_Directions for this task_
Pull out every line of the rows below and reproduce each one word for word. Leave the pictures out.

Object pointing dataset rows

□ □ □ □ □ □ □

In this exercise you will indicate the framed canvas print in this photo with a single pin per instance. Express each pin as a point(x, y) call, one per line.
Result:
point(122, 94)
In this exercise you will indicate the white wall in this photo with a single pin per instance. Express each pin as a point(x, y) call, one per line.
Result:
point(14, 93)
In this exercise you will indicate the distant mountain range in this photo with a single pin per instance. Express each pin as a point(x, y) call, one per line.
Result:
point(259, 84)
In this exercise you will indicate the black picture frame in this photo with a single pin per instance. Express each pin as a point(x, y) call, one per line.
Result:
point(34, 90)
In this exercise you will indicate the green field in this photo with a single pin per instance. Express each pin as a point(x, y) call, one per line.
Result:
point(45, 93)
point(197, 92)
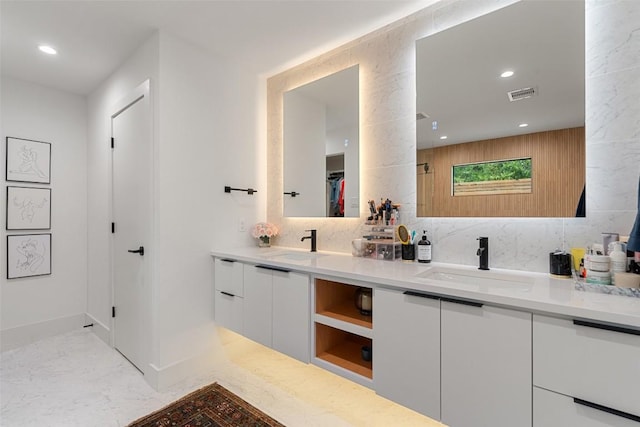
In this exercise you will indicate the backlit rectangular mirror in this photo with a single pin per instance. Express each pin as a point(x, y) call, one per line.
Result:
point(506, 86)
point(321, 147)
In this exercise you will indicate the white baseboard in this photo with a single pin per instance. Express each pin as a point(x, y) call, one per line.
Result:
point(163, 378)
point(103, 332)
point(23, 335)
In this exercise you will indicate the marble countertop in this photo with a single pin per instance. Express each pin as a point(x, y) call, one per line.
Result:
point(536, 292)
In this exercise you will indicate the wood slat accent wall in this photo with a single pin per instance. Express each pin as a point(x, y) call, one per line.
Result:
point(558, 163)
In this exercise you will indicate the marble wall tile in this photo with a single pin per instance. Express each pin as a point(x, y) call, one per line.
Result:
point(580, 232)
point(613, 168)
point(612, 107)
point(606, 50)
point(395, 143)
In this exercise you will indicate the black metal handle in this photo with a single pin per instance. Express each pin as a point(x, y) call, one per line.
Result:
point(140, 251)
point(612, 328)
point(250, 191)
point(607, 409)
point(463, 302)
point(420, 295)
point(270, 267)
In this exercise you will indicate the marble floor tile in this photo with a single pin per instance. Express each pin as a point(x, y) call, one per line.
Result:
point(75, 379)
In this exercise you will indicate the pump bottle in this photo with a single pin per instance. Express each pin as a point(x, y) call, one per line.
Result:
point(424, 248)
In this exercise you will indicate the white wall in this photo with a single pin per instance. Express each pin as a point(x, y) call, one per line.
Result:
point(205, 112)
point(207, 135)
point(388, 139)
point(35, 307)
point(142, 65)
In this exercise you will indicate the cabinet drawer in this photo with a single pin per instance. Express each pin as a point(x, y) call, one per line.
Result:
point(406, 365)
point(229, 276)
point(228, 311)
point(587, 362)
point(556, 410)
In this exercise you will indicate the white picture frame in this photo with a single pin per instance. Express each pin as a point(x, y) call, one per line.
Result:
point(28, 208)
point(28, 255)
point(28, 160)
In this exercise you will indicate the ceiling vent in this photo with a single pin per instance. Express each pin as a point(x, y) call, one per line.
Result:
point(518, 94)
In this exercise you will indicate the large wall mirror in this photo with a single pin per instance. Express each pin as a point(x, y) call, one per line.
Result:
point(501, 113)
point(321, 147)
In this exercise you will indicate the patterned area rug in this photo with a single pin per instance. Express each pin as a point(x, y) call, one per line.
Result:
point(211, 406)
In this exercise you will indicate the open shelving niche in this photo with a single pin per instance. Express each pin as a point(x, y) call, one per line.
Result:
point(341, 331)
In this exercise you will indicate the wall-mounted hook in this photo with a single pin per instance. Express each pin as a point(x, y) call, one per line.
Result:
point(249, 191)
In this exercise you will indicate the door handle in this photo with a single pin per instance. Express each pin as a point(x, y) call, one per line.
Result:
point(140, 251)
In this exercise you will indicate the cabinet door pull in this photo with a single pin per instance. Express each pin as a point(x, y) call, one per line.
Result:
point(271, 267)
point(420, 295)
point(606, 409)
point(463, 302)
point(606, 327)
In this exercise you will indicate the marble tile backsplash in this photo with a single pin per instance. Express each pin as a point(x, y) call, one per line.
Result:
point(388, 90)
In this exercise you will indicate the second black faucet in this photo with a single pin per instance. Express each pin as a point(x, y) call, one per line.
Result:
point(483, 253)
point(313, 239)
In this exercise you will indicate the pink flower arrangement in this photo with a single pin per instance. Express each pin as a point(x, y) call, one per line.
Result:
point(264, 230)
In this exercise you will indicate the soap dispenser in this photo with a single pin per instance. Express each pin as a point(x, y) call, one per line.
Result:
point(424, 248)
point(618, 259)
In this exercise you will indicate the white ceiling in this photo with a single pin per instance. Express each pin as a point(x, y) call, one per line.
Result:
point(94, 37)
point(458, 69)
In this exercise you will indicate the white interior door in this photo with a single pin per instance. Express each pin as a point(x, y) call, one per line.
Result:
point(131, 154)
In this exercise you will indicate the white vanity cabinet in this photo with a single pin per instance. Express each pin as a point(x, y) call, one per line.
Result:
point(229, 290)
point(267, 304)
point(486, 365)
point(406, 363)
point(258, 303)
point(292, 315)
point(590, 371)
point(552, 409)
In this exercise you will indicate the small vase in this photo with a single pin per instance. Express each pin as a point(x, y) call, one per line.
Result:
point(264, 241)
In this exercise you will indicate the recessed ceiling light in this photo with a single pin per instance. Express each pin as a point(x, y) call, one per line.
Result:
point(47, 49)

□ □ □ □ □ □ □

_In response_
In this exercise you will indicate the framed canvas print in this photo with a single pin per instance. Express each pin as a point(x, y) call, one per line.
Result:
point(122, 94)
In this exercise you will indicate the white wall in this photo with a single pin per instance. Express each pin as a point(x, y) call, one per line.
Result:
point(14, 93)
In this exercise you will indicate the distant mountain range in this photo with a single pin per instance. Express each pin as a point(x, y) call, one per line.
Result:
point(259, 84)
In this exercise you will indicate the black picture frame in this photo with a single pin per instance. Express each pin as a point(x, y) call, one per line.
Result:
point(34, 90)
In this exercise you will indicate the green field in this photo with a single pin per instance. Express each pin as a point(x, y) call, one per line.
Result:
point(45, 93)
point(197, 92)
In this exercise you will indicate the backlit rectangular mirror in this photo with a single pin per instance. Express each pin as a point(x, y) call, one per line.
Result:
point(506, 86)
point(321, 147)
In this exercise you will indicate the white baseboard in this photo with a single pin per instance. Express each pin as a point(x, y) call, one per line.
Result:
point(163, 378)
point(103, 332)
point(23, 335)
In this exercise you will indicate the marble countertop in this photo with a single pin per instance. Express each pin as a point(x, y) call, one per line.
Result:
point(536, 292)
In this exercise you will indicate the wood slat accent wall in this photo with a single pin per instance. Express each pin as a point(x, y) call, one per line.
Result:
point(558, 163)
In this exercise you will indicate the marble wall tile in this photo with a single pin per instance. Express each pin as a point(x, y) call, one per line.
Result:
point(580, 232)
point(613, 168)
point(612, 107)
point(606, 50)
point(395, 143)
In this exercise you will indicate the black metal handle in this photo with a single pin per instance. Express each pin as a point(x, y) call, one per line.
Result:
point(140, 251)
point(612, 328)
point(250, 191)
point(607, 409)
point(463, 302)
point(420, 295)
point(270, 267)
In this exercise you will indicate the marble floor tile in this photo with a single pin per instance. Express each pin as a point(x, y) call, one per line.
Result:
point(75, 379)
In this exercise you will indicate the pump bottle in this photo with a single pin per instance. Express each pin as a point(x, y) call, one per line.
Result:
point(424, 248)
In this exercise you will indicate the white wall in this photo with a single pin per instance. Express each pin as a point(x, y) call, one per line.
Result:
point(205, 112)
point(207, 135)
point(388, 139)
point(35, 307)
point(142, 65)
In this exercise you will indicate the cabinet drawer in this photo with a single pin per instance. Express each pin as a point(x, y) call, one per line.
Result:
point(406, 365)
point(229, 276)
point(228, 311)
point(587, 362)
point(556, 410)
In this exercise you will indicate the white picture frame in this photo with a single pin per instance. Express each pin as a point(x, y) call, one per line.
Result:
point(28, 208)
point(28, 255)
point(28, 160)
In this exercise you will indicate the ceiling vent in this photo with a single pin per instance. Express each pin as a point(x, y) call, one per line.
Result:
point(518, 94)
In this exercise you will indicate the large wall mirror in this photo with a single pin per instance. Express each pin as a point(x, y) call, one per line.
Result:
point(501, 113)
point(321, 147)
In this exercise you will indicate the patterned area rug in this photo with a single pin per instance. Express each pin as a point(x, y) call, one per line.
Result:
point(211, 406)
In this exercise you will indicate the open shelving niche in this photo with a single pin per instance. Express each pin as a point(x, y) call, one per line.
Result:
point(341, 331)
In this exercise you will indicate the wall-mounted hook in this photo with a single pin per instance. Express each pin as a point(x, y) call, one per line.
Result:
point(249, 191)
In this exercise you will indicate the door handle in this photo with a single pin per instance. Express each pin as a point(x, y) call, one per line.
Result:
point(140, 251)
In this exercise you will indicate the cabinet door pull in this photo with a single pin per instance. Express each pin as a point(x, y) call, one per line.
Result:
point(271, 267)
point(420, 295)
point(606, 409)
point(463, 302)
point(606, 327)
In this exercise you will indicate the marble tile backsplash in this photo with a single pin per instance. Express each pin as a point(x, y) call, one per line.
Result:
point(388, 90)
In this exercise you will indicate the second black faucet in this photo with a single pin per instance. Express each pin as a point(x, y) call, one per line.
Result:
point(483, 253)
point(313, 239)
In this exercise you will indicate the pink flower arrangement in this photo with a single pin per instance. Express each pin as a point(x, y) call, one per line.
Result:
point(264, 230)
In this exercise you will indicate the soap dispenser in this photo with a single pin per instance. Express each pin as a point(x, y) call, one per line.
Result:
point(424, 248)
point(618, 259)
In this exercise you will indicate the white ceiling in this photo with a single pin per instance. Express each pin as a point(x, y) call, one per line.
Result:
point(94, 37)
point(458, 69)
In this exercise you will indicate the white interior door in this photo with a single pin per instance. Express each pin as a point(x, y) call, one per line.
Result:
point(131, 154)
In this exercise you will indicate the white vanity cabinet in this photo with a single pin per instance. Express each pin as a point(x, y) call, one per line.
Result:
point(229, 290)
point(267, 304)
point(486, 365)
point(406, 363)
point(258, 303)
point(292, 315)
point(590, 371)
point(552, 409)
In this exercise you will indicate the small vase in this photo with a single pin per instance. Express each pin as a point(x, y) call, one per line.
Result:
point(264, 241)
In this exercise you will indicate the recessed ceiling light in this photo with a single pin per instance. Express each pin as a point(x, y) call, one per line.
Result:
point(47, 49)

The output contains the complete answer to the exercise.